*What to do*. Each entry must be restated word for word, with nothing omitted.

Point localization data
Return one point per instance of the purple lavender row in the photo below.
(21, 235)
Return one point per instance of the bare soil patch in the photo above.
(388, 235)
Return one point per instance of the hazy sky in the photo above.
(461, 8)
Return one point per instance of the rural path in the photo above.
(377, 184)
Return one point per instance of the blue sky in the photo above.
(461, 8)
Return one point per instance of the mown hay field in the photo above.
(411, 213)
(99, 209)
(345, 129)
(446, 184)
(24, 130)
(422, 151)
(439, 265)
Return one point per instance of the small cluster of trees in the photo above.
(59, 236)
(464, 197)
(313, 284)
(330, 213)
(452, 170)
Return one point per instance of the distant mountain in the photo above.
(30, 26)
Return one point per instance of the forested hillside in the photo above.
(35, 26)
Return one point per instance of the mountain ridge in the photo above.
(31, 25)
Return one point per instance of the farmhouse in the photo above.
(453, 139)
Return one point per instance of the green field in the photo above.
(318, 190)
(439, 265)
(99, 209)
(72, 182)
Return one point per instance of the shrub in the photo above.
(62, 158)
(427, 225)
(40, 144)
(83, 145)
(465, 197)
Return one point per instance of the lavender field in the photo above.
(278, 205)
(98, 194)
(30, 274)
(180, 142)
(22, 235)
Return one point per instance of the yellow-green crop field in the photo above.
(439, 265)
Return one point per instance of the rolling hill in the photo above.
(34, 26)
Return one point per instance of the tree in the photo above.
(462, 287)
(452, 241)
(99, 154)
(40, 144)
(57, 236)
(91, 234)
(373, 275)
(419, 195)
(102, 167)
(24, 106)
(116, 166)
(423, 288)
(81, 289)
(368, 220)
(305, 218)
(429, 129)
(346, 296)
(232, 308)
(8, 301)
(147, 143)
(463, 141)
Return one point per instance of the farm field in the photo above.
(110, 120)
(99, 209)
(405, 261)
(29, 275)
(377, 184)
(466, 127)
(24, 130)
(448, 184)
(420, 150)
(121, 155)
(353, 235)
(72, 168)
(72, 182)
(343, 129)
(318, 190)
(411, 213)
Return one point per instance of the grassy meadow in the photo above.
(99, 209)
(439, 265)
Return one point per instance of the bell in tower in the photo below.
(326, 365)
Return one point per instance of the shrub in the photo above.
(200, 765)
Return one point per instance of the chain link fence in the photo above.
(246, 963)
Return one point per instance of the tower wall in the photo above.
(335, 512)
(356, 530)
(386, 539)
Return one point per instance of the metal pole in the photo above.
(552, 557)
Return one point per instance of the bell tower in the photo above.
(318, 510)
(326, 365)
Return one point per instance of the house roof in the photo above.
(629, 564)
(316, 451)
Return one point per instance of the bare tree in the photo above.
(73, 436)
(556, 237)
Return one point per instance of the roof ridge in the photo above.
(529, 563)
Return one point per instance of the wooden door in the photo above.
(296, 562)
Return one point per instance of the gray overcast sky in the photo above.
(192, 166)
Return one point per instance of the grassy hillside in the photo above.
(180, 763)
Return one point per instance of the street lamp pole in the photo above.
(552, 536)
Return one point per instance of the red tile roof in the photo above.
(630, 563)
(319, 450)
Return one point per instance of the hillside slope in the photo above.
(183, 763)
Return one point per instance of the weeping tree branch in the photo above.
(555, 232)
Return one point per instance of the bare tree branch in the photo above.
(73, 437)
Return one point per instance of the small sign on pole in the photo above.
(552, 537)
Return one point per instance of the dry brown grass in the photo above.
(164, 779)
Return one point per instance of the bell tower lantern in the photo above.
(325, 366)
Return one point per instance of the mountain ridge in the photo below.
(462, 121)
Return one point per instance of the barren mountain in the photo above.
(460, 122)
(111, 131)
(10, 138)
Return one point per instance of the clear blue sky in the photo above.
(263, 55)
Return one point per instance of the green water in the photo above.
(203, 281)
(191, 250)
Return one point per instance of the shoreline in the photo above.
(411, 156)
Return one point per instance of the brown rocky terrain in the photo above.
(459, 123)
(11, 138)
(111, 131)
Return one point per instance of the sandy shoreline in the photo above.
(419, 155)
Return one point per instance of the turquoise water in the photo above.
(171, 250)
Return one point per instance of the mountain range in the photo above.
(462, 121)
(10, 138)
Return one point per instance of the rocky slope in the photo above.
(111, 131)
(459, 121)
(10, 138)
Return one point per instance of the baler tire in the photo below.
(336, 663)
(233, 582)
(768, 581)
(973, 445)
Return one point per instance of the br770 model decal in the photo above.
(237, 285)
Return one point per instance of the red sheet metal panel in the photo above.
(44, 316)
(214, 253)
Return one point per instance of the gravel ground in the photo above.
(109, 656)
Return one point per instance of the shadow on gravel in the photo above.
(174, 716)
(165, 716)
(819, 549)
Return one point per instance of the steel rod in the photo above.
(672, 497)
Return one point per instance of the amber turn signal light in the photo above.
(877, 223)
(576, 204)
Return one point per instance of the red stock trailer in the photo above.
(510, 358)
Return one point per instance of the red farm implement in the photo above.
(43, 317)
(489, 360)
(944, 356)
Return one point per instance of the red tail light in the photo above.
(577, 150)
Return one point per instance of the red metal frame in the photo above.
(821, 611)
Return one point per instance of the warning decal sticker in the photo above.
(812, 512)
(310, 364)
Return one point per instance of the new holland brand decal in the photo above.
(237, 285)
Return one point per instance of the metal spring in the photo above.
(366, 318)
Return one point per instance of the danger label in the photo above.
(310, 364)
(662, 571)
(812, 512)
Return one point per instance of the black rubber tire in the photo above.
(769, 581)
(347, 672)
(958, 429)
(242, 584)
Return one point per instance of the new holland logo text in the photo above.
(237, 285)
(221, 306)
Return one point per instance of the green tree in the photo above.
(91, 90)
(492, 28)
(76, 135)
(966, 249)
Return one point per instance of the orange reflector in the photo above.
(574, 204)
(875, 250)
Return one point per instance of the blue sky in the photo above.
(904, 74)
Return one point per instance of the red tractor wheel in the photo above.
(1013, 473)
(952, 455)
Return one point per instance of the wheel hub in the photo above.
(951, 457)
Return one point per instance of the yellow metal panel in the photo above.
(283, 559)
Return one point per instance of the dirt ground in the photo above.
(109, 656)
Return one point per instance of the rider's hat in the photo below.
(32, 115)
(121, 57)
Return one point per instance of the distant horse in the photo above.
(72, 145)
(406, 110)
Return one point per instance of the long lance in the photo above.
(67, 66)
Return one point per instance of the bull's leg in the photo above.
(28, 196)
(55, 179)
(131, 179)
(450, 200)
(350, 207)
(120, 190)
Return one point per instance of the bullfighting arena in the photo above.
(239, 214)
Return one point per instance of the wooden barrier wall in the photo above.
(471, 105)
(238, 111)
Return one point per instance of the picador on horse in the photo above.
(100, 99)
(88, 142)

*Written response*.
Return one point per instance of the purple lavender row in the photo below.
(21, 235)
Return one point per instance of the bare soil patch in the photo above.
(388, 235)
Return one point per instance of the hazy sky in the photo above.
(461, 8)
Return one point per instance of the rural path in the photo above.
(377, 184)
Return one point per instance of the blue sky in the photo above.
(461, 8)
Return one point per instance of the mown hay field in the photo above.
(411, 213)
(99, 209)
(345, 129)
(446, 184)
(24, 130)
(422, 151)
(439, 265)
Return one point per instance of the small cluster of trees in the photo above.
(59, 236)
(464, 197)
(313, 284)
(330, 213)
(452, 170)
Return one point per instance of the distant mountain in the photo above.
(30, 26)
Return one point per instance of the forested hillside in the photo above.
(35, 26)
Return one point per instance of the mountain ridge in the photo above.
(31, 25)
Return one point per instance of the farmhouse in the photo above.
(453, 139)
Return one point per instance of the green field in the photo above.
(318, 190)
(439, 265)
(99, 209)
(72, 182)
Return one point per instance of the shrub in the photo above.
(62, 158)
(427, 225)
(40, 144)
(83, 145)
(465, 197)
Return one point per instance of the lavender field in the photo above.
(278, 205)
(98, 194)
(30, 274)
(180, 142)
(22, 235)
Return one point per instance of the yellow-green crop field in the photo above.
(439, 265)
Return one point per instance of the rolling hill in the photo above.
(34, 26)
Return one point per instance of the tree in the photo above.
(462, 287)
(452, 241)
(99, 154)
(40, 144)
(57, 236)
(91, 234)
(373, 275)
(419, 195)
(102, 167)
(24, 106)
(116, 166)
(423, 288)
(81, 289)
(368, 220)
(305, 218)
(429, 129)
(346, 296)
(232, 308)
(8, 301)
(147, 143)
(463, 141)
Return one point per instance of the farm field in the photo above.
(110, 120)
(99, 209)
(405, 261)
(29, 275)
(377, 184)
(466, 127)
(24, 130)
(448, 184)
(420, 150)
(121, 155)
(353, 235)
(72, 168)
(72, 182)
(343, 129)
(318, 190)
(411, 213)
Return one point per instance of the grassy meadow in the photo above.
(99, 209)
(439, 265)
Return one point per instance of the bell in tower in the photo below.
(326, 365)
Return one point per instance of the shrub in the photo above.
(200, 765)
Return one point per instance of the chain link fence in the photo above.
(246, 963)
Return one point per instance of the tower wall in the photo above.
(335, 512)
(356, 530)
(386, 539)
Return one point per instance of the metal pole in the photo above.
(552, 557)
Return one point per instance of the bell tower in the photo above.
(318, 510)
(326, 365)
Return one point per instance of the house roof in the photo above.
(629, 564)
(316, 451)
Return one point per instance of the bare tree in the photo above.
(73, 436)
(556, 237)
Return one point per instance of the roof ridge in the photo above.
(529, 563)
Return one point per instance of the wooden door in the photo above.
(296, 562)
Return one point per instance of the gray overcast sky in the photo above.
(192, 166)
Return one point per instance of the grassy hillside in the photo above.
(180, 763)
Return one point per instance of the street lamp pole in the photo above.
(552, 536)
Return one point per instance of the red tile roof in the photo above.
(630, 563)
(319, 450)
Return one point per instance of the hillside slope in the photo above.
(183, 763)
Return one point per instance of the weeping tree branch in the photo above.
(555, 232)
Return one point per instance of the bare tree branch in the photo above.
(73, 437)
Return one point per instance of the small sign on pole in the photo above.
(552, 537)
Return one point per instance of the dry brown grass in the photo above.
(164, 779)
Return one point per instance of the bell tower lantern in the photo above.
(325, 366)
Return one point per instance of the mountain ridge in the photo below.
(462, 121)
Return one point per instance of the barren mountain in the photo above.
(460, 122)
(111, 131)
(10, 138)
Return one point per instance of the clear blue sky in the photo above.
(263, 55)
Return one point per instance of the green water in the photo above.
(203, 281)
(191, 250)
Return one point per instance of the shoreline in the photo above.
(411, 156)
Return one point per instance of the brown rocky terrain in the photo above.
(459, 123)
(11, 138)
(111, 131)
Return one point per instance of the sandy shoreline in the photo above.
(419, 155)
Return one point per instance of the turquoise water in the photo above.
(171, 250)
Return one point per instance of the mountain range in the photo above.
(462, 121)
(10, 138)
Return one point per instance of the rocky slope in the photo above.
(111, 131)
(459, 121)
(10, 138)
Return one point per instance of the baler tire in the photo below.
(336, 663)
(233, 582)
(768, 581)
(973, 445)
Return one point per instance of the br770 model decal in the photo above.
(237, 285)
Return one point per instance of the red sheet metal panel in the photo above.
(44, 316)
(214, 253)
Return one point per instance of the gravel ground in the photo above.
(109, 656)
Return one point per instance of the shadow on gravel in the photo above.
(174, 716)
(165, 716)
(819, 549)
Return one point per instance of the steel rod in the photo above.
(672, 497)
Return one point per instance of the amber turn signal light in the photo above.
(877, 223)
(576, 204)
Return one point per instance of the red stock trailer in the photo above.
(510, 358)
Return one point per instance of the red farm implement in the photo above.
(43, 317)
(489, 360)
(944, 356)
Return one point per instance of the red tail light in the photo above.
(577, 150)
Return one point per instance of the red metal frame in the photo above.
(821, 611)
Return one point per instance of the warning decal sticker in the photo above.
(812, 512)
(310, 364)
Return one point per instance of the new holland brand decal in the photo above.
(237, 285)
Return one point per instance of the metal spring in the photo above.
(366, 318)
Return one point per instance of the danger label in the photo above.
(310, 364)
(662, 571)
(812, 512)
Return one point per instance of the black rubber tire in the photo above.
(769, 581)
(347, 672)
(958, 429)
(242, 584)
Return one point per instance of the new holland logo text in the photo above.
(237, 285)
(221, 306)
Return one point per instance of the green tree in the photo above.
(91, 90)
(492, 28)
(76, 135)
(966, 249)
Return one point per instance of the orange reflector in the photo above.
(574, 204)
(875, 250)
Return one point per instance of the blue sky in the photo above.
(904, 74)
Return one point per instance of the red tractor wheel in the photo above.
(1013, 473)
(952, 455)
Return one point per instance of the wheel hub in the photo above.
(951, 457)
Return one point per instance of the yellow metal panel in the photo above.
(283, 559)
Return one point per instance of the dirt ground in the photo above.
(109, 656)
Return one point per instance of the rider's hat in the photo below.
(32, 115)
(121, 57)
Return one point per instance of the distant horse in the photo above.
(72, 145)
(406, 110)
Return one point per instance of the long lance in the photo above.
(67, 66)
Return one point per instance of the bull's leg in the photo above.
(28, 196)
(55, 179)
(131, 179)
(450, 200)
(350, 207)
(120, 190)
Return one point per instance of the bullfighting arena in the photo above.
(239, 214)
Return one point per instance of the wooden barrier wall in the photo above.
(471, 105)
(238, 111)
Return one point per instance of the picador on horse in the photo above.
(100, 99)
(88, 142)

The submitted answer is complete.